What to do:
From the data below, copy word for word the lines from the one with "Please segment every" up to and including the one with "[(177, 196), (84, 134), (27, 252), (124, 289)]". Output only those lines.

Excerpted records:
+--
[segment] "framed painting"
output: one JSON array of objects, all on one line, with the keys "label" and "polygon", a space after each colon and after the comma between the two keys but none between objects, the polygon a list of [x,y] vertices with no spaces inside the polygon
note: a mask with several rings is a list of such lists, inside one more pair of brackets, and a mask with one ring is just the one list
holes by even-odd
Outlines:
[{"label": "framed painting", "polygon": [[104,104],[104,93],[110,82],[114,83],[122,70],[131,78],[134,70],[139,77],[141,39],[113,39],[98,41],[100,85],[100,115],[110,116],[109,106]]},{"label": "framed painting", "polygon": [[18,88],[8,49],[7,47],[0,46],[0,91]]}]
+--
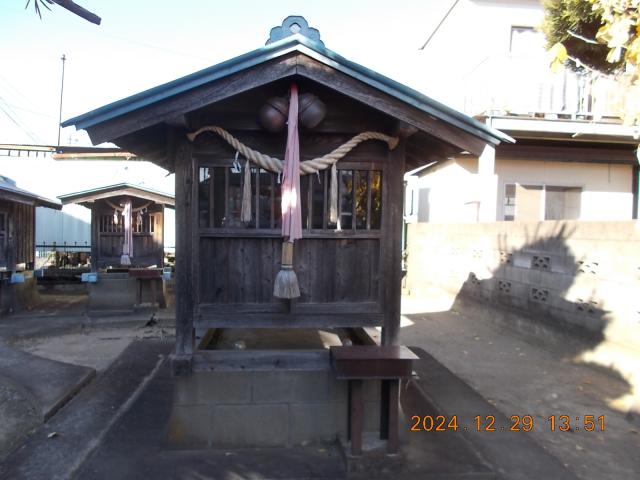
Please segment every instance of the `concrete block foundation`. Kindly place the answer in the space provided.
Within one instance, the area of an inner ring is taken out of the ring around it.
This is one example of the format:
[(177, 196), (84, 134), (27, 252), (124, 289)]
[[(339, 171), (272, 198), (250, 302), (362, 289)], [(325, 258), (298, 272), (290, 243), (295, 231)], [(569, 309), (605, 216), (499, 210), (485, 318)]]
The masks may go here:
+--
Response to the task:
Please segment every instance of the `concrete block foundation`. Kindly place the answer in the space provided.
Within one instance, the area of an inner ring is taken out of the ring around it.
This is one example of the format:
[(177, 196), (84, 134), (27, 252), (124, 289)]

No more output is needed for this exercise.